Your instructions: Quote all of the entries word for word.

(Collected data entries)
* start *

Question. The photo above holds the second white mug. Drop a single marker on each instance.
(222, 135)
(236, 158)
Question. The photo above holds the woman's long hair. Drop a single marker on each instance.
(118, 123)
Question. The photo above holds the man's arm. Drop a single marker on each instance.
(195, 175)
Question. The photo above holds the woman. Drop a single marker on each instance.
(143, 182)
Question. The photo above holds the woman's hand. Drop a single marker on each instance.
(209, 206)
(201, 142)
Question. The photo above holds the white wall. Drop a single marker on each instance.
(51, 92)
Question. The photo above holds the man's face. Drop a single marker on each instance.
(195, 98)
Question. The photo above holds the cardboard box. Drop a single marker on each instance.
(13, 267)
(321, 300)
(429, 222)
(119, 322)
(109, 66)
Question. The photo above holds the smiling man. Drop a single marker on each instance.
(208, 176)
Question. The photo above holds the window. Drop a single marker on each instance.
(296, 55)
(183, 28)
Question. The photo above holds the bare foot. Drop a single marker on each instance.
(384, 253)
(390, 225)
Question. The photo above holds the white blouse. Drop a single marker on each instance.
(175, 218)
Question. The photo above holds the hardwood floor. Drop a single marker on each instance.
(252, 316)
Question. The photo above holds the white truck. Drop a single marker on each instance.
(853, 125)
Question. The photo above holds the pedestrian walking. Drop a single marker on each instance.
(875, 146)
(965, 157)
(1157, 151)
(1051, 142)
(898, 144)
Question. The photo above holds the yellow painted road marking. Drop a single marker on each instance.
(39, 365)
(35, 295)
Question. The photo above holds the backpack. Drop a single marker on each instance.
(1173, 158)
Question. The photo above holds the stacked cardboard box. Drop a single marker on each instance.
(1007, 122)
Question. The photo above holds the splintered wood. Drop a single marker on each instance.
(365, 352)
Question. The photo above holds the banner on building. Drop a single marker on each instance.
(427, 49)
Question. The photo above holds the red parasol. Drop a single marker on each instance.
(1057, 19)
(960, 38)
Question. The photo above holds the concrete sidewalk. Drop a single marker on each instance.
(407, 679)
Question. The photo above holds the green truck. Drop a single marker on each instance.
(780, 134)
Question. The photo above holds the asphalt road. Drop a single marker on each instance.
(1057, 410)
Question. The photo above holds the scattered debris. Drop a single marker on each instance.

* end *

Final answer:
Question. The photo above holds the second white mug. Drop a single marker on each instance.
(222, 135)
(236, 158)
Question. The photo above holds the woman's long hair. Drop a single marker on each instance.
(118, 123)
Question. The photo above holds the man's arm. Drop a single marker on each instance.
(195, 175)
Question. The photo above holds the woman. Drop a single marker on each instance.
(143, 182)
Question. The photo above holds the woman's hand. Drop a single marker on each instance.
(209, 206)
(201, 142)
Question. The photo above holds the white wall. Drop a single marker on each instance.
(51, 92)
Question. The photo above holds the man's face. Drop a single marker on each instance.
(195, 98)
Question. The photo above holds the cardboard box. Drop a single marker on each instance.
(13, 267)
(321, 300)
(429, 222)
(119, 322)
(109, 66)
Question. The photo above holds the smiling man. Drop a single marker on each instance.
(208, 176)
Question. The photo above holds the window. Drop a single marker on each instance.
(296, 55)
(183, 28)
Question. The photo above holds the bare foot. Drop a single marker on each instance.
(384, 253)
(390, 225)
Question. The photo above holds the white blouse. Drop a single marker on each instance.
(175, 218)
Question. The photo above holds the hardwood floor. Drop a single marker on each instance.
(252, 316)
Question. The photo above holds the white truck. Drop a single marker on each instance.
(853, 125)
Question. The photo above holds the pedestrian walking. Drop a single marker on each instance.
(875, 146)
(965, 157)
(1157, 151)
(1051, 142)
(898, 144)
Question. The photo above holds the yellow painted road marking. Drop a single marker on each instance.
(39, 365)
(35, 295)
Question. The photo above holds the backpack. Drop a single marker on each instance.
(1173, 158)
Question. The photo above holds the stacked cardboard box. Drop a single marker on each instance.
(1007, 122)
Question. The photo above holds the splintered wood. Drop a single marker on each instance.
(365, 352)
Question. The photo above holds the banner on building. Drop a single marker on each instance.
(427, 49)
Question. The photo above holds the red parasol. Drop a single marker on each instance.
(1057, 19)
(960, 38)
Question. The photo above holds the concrete sidewalk. Drop a single marker on each instance.
(407, 679)
Question. The photo above holds the green truck. Drop a single marker on each instance.
(780, 134)
Question. The photo above holds the asphalt road. Drop a single marker on each instance.
(1057, 410)
Question. The photo above holds the scattered debris. Drop a single marker on each instance.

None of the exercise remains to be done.